Records to process below:
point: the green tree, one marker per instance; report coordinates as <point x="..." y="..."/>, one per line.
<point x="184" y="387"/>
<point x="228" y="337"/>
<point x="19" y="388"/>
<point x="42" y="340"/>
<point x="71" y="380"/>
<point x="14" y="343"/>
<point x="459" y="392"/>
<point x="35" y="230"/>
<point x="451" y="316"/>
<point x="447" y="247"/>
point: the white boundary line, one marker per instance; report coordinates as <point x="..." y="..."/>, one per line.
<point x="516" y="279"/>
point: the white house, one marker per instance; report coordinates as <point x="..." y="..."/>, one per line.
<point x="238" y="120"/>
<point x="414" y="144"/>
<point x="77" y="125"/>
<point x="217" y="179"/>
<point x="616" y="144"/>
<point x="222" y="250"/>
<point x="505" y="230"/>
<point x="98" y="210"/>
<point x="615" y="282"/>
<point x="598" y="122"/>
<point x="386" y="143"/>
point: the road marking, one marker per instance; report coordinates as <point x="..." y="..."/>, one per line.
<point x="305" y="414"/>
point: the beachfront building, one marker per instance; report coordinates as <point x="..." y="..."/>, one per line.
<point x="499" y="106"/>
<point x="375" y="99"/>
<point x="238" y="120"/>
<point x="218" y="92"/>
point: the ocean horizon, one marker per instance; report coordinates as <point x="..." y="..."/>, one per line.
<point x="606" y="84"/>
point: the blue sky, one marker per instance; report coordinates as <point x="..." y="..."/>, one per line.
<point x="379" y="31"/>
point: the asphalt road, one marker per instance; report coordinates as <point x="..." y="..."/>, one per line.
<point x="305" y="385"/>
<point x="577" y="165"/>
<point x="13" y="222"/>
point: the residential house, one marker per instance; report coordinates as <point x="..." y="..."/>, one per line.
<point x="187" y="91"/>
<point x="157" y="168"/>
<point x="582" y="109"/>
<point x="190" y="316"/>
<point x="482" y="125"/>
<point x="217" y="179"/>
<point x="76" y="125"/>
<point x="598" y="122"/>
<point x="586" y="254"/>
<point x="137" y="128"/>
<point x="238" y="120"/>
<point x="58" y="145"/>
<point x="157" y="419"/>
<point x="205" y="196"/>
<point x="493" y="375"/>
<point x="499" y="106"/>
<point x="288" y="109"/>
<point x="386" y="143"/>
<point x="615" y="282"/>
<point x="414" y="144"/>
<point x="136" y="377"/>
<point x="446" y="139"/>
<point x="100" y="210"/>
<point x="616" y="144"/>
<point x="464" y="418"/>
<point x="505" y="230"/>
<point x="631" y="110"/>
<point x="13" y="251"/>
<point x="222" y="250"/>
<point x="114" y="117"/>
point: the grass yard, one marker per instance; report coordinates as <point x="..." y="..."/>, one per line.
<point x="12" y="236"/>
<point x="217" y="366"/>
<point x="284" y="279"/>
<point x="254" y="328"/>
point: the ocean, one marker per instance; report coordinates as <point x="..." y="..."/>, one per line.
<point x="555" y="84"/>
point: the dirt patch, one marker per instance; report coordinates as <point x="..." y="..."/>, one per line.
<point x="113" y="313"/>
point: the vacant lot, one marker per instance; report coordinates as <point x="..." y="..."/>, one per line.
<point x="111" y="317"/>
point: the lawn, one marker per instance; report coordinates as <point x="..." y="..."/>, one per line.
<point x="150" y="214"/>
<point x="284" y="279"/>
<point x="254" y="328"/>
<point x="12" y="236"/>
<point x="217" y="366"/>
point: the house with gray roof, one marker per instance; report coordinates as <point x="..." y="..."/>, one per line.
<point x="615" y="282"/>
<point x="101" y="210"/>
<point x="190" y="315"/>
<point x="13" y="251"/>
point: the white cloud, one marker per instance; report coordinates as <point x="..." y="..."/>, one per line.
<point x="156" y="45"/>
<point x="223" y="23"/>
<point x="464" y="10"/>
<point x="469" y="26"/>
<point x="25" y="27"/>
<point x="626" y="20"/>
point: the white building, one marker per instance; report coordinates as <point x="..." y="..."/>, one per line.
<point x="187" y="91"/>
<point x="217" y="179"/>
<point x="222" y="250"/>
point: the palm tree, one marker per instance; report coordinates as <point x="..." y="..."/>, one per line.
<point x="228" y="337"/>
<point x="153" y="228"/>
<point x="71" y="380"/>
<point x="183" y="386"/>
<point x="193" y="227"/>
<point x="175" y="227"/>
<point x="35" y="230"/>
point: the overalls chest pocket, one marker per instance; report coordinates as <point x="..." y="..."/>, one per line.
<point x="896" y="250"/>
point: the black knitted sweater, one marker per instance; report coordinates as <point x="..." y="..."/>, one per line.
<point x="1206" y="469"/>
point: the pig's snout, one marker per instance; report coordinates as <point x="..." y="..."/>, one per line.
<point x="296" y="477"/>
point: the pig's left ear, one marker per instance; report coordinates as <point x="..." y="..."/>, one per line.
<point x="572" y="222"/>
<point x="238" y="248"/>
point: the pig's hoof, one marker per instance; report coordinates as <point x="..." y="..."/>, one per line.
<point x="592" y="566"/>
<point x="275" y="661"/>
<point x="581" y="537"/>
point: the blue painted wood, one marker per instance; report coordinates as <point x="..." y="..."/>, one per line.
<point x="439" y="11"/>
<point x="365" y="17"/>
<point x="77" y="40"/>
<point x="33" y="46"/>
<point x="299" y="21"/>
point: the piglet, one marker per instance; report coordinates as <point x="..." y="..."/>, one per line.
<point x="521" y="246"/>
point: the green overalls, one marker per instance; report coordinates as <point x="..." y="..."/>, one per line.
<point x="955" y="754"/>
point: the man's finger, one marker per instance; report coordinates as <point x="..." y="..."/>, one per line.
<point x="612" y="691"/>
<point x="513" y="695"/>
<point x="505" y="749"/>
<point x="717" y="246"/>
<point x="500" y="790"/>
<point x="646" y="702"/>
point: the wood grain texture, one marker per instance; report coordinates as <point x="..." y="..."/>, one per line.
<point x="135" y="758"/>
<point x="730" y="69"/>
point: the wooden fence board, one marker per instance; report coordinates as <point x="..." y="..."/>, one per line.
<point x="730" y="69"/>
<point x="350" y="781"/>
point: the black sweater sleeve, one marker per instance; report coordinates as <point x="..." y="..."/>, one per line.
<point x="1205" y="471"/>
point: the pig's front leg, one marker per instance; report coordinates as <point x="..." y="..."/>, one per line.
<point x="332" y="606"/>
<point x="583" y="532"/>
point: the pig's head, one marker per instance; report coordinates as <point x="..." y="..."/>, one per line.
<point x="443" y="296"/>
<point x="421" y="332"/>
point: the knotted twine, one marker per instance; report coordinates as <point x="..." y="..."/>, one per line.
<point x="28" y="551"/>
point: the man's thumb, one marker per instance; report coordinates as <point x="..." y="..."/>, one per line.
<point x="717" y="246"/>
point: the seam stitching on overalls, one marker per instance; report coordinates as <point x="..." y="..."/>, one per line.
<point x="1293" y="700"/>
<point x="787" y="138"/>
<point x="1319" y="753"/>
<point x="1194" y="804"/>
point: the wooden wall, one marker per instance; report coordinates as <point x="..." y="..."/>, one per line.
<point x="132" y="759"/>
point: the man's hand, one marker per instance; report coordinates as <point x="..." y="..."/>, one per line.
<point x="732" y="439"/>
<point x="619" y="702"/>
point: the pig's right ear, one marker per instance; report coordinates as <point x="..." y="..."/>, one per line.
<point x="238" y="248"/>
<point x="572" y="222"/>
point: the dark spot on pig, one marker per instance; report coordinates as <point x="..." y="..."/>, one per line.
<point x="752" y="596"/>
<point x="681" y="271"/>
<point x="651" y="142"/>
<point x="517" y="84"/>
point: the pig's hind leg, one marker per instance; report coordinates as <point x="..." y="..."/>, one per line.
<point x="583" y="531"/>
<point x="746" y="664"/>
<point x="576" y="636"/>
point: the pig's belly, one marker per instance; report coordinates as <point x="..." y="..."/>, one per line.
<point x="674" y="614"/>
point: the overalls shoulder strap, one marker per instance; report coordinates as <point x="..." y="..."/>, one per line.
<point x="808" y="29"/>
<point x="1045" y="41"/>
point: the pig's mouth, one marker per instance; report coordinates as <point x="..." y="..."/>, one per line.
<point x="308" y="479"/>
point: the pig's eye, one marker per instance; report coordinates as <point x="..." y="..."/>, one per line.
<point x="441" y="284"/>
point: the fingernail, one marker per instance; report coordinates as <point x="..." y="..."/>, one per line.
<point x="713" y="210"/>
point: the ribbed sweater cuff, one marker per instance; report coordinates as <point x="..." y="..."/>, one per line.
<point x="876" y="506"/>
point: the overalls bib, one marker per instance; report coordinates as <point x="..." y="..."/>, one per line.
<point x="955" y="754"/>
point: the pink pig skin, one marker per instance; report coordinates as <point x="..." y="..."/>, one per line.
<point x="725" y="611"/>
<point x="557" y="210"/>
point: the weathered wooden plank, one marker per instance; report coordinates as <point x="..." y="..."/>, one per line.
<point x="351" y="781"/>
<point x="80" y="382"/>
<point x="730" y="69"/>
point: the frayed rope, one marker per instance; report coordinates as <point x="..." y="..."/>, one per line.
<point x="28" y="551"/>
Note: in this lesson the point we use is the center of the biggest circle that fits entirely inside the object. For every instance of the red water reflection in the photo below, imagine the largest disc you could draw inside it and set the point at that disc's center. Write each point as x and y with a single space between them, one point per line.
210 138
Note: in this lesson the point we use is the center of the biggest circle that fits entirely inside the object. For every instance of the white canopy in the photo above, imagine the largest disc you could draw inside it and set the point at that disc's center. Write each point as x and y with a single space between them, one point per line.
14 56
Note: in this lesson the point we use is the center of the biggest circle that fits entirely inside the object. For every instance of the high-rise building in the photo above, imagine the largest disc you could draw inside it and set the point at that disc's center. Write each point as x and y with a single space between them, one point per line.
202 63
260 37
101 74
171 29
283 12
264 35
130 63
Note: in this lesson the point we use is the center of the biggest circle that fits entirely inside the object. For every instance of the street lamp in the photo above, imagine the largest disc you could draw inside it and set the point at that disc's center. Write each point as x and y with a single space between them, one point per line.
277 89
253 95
End of Records to process.
* Work instructions
The lines from the one containing "of the street" through the final line of the listing above are all you should set down, exactly as written.

* Response area
Note: in this lesson the point we use is the center of the biggest circle that fits entirely inside the object. For every instance of the street lamp in the photo above, imagine the largest disc you could draw inside it and set the point at that disc's center. Write each point as x and y with a single space between them, one point per line.
277 89
253 95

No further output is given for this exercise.